◆ Problem description ◆
Reproduce the data word for word, starting with the line that contains "Target: forested hillside" and continuing through the last line of the data.

◆ Raw records ◆

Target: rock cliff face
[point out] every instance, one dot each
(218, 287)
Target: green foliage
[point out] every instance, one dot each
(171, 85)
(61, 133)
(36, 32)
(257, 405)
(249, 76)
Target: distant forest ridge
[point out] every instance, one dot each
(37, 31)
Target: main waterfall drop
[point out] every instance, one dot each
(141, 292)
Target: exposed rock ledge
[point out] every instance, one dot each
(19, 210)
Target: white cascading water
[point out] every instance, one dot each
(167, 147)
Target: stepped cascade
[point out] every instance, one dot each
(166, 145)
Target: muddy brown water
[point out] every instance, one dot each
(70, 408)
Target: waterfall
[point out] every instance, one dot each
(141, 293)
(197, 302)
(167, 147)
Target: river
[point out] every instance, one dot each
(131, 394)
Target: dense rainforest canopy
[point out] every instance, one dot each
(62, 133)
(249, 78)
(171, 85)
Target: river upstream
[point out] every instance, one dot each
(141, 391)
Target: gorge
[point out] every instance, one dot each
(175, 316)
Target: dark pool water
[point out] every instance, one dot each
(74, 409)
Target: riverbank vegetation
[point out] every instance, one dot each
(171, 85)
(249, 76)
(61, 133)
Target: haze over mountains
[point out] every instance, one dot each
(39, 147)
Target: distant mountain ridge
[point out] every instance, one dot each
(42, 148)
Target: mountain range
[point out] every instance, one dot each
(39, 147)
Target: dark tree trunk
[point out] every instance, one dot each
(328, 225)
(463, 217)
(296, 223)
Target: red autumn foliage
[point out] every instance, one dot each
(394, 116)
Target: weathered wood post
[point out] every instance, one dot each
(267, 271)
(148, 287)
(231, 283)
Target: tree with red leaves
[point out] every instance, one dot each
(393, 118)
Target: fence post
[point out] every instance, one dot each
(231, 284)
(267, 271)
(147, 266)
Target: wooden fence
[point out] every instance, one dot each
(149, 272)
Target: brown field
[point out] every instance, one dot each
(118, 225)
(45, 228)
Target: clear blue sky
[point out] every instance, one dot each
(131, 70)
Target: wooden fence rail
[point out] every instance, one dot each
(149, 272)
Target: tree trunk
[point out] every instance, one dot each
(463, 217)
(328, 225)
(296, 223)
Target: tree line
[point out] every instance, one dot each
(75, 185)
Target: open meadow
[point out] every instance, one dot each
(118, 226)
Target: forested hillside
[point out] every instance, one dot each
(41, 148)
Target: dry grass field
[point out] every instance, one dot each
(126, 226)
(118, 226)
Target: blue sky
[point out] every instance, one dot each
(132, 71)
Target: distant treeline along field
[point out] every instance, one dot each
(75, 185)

◆ Solved problem ◆
Target: forested hillside
[point out] every instance, one dot each
(41, 148)
Target: dry grass field
[point out] every instance, one dot each
(126, 226)
(118, 226)
Target: blue sky
[point out] every instance, one dot each
(132, 71)
Target: distant treeline along field
[point out] every instance, one dot each
(75, 185)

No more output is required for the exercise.